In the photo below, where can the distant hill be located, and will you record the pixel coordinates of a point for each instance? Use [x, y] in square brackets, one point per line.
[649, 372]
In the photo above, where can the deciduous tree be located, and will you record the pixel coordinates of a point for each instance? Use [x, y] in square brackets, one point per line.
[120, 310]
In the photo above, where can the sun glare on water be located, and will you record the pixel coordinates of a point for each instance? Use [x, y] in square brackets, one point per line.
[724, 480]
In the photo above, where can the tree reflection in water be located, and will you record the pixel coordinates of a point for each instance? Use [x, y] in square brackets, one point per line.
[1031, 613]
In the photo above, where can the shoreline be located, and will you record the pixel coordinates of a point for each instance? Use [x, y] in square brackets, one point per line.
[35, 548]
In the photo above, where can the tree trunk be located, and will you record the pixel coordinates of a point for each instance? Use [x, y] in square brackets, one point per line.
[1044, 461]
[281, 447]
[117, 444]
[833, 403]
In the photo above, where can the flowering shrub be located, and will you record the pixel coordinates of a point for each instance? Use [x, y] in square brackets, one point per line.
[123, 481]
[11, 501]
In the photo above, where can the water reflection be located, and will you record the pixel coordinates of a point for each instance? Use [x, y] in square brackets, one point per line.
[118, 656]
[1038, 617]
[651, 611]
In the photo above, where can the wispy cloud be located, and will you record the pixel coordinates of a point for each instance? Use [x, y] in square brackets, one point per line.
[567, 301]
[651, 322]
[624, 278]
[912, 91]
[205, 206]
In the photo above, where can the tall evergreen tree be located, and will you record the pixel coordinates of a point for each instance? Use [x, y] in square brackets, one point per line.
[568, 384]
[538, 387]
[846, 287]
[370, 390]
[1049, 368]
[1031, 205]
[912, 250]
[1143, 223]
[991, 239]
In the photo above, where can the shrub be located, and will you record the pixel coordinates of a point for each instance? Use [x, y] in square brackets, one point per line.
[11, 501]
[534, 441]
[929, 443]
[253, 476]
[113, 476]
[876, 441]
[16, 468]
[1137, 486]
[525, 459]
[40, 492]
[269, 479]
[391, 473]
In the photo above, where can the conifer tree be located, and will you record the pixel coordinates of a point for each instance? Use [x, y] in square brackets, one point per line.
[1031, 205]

========================

- _Brief_:
Turn every line of the records above into a numbered list, skipping any blank lines.

- _The response_:
1. In the photo below, where can the distant hill be located, and will you record the pixel coordinates of a point for each instance? Use [x, y] in square brackets, one point per line.
2. [649, 372]
3. In the photo above, where can the deciduous tree be located, and will you record the pixel coordinates of a point for each instance? Use [x, y] in square brackets, one point per line.
4. [120, 310]
5. In the photo above, where can the sun glare on water be located, and will you record the pixel coordinates of a point for each instance? Use [x, y] in square brackets, one point per line.
6. [724, 480]
7. In the photo above, where can the tree reflection in water be located, and will you record the pixel coordinates of a point for each instance? Use [x, y] in square brackets, one point per line.
8. [1031, 613]
9. In the photo above, where can the shoreline be located, and will you record the pixel coordinates of a point for each instance? Use [x, y] in square brackets, one point per line.
10. [35, 548]
11. In the photo above, where can the tree trunk be located, and will you record the pixel coordinates of a point for each instance? Use [x, y] in square brackets, one point per line.
12. [1044, 461]
13. [281, 447]
14. [117, 444]
15. [833, 403]
16. In the photo above, where can the flowering shrub be located, and will you record the pixel coordinates of a point for each instance? Use [x, y] in square brackets, one point per line.
17. [123, 481]
18. [11, 501]
19. In the photo above, where can the water reflection be located, and will you record the pixel coordinates of a point for each instance? Use [x, y] in square brackets, one point per line.
20. [118, 656]
21. [1038, 617]
22. [651, 611]
23. In the photo above, where can the wispy cloud be located, and will you record the pixel coordinates of a point for each instance? Use [x, y] in square brackets, one point per line.
24. [567, 301]
25. [651, 322]
26. [624, 278]
27. [912, 91]
28. [205, 206]
29. In the photo above, where can the tall evergreen tree be located, and will you record the pixel coordinates of a point for each instance? Use [x, y] in square brackets, one point per line.
30. [568, 384]
31. [538, 387]
32. [846, 287]
33. [370, 390]
34. [1049, 368]
35. [1031, 205]
36. [912, 250]
37. [1143, 223]
38. [991, 239]
39. In the photo above, where can the shrub be located, and will you record the pixel coordinates of a point for each instance? Use [x, y] in square brackets, one point per line.
40. [11, 501]
41. [534, 441]
42. [929, 443]
43. [253, 476]
44. [113, 476]
45. [876, 441]
46. [16, 468]
47. [1137, 486]
48. [525, 459]
49. [40, 492]
50. [269, 479]
51. [391, 473]
52. In the photo above, where can the conifer tree be located, and will you record the pixel coordinates of a point for each instance? Use [x, y] in square brackets, one point per line.
53. [1031, 205]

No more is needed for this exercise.